▶ **Data section**
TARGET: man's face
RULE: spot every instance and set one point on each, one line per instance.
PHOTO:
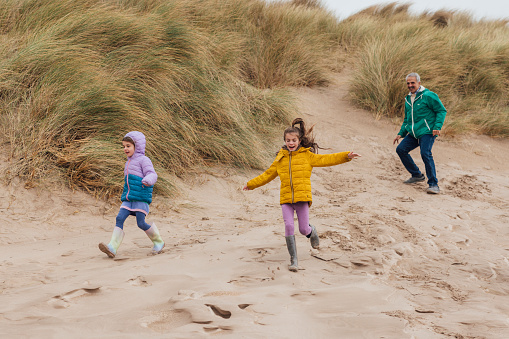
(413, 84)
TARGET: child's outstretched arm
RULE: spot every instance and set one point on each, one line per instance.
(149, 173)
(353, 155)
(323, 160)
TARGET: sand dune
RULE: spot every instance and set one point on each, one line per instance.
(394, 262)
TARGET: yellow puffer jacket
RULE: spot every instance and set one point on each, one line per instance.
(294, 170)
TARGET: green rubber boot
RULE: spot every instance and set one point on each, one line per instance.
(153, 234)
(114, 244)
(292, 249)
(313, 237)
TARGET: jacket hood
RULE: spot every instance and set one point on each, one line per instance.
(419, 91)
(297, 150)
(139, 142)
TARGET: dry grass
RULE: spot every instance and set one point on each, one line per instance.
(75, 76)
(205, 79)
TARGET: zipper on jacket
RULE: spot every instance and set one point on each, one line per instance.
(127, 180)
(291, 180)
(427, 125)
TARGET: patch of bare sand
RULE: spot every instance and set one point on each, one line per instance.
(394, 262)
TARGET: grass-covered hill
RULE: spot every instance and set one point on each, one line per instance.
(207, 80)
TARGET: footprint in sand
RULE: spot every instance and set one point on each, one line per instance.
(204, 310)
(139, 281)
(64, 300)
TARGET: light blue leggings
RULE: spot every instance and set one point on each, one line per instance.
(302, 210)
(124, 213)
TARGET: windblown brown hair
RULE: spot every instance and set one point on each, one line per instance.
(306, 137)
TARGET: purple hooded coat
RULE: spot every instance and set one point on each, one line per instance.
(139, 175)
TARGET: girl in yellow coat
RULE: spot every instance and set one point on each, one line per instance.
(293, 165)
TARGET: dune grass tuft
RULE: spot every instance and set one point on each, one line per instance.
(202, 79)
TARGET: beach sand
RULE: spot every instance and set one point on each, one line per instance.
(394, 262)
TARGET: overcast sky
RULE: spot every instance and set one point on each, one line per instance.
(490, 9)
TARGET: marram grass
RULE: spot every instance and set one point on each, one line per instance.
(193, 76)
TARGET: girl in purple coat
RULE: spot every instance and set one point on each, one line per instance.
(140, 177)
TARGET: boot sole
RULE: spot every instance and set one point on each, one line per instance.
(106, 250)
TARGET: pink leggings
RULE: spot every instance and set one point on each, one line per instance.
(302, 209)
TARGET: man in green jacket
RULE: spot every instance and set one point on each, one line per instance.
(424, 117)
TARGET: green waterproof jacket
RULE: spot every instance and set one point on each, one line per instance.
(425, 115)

--

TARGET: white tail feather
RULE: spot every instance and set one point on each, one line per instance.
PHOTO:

▶ **Directions for this task**
Find each line holding the string "grass" in the listing above, then copy it.

▶ **Answer to this task**
TARGET: dry grass
TARGET: grass-covered hill
TARGET: dune grass tuft
TARGET: marram grass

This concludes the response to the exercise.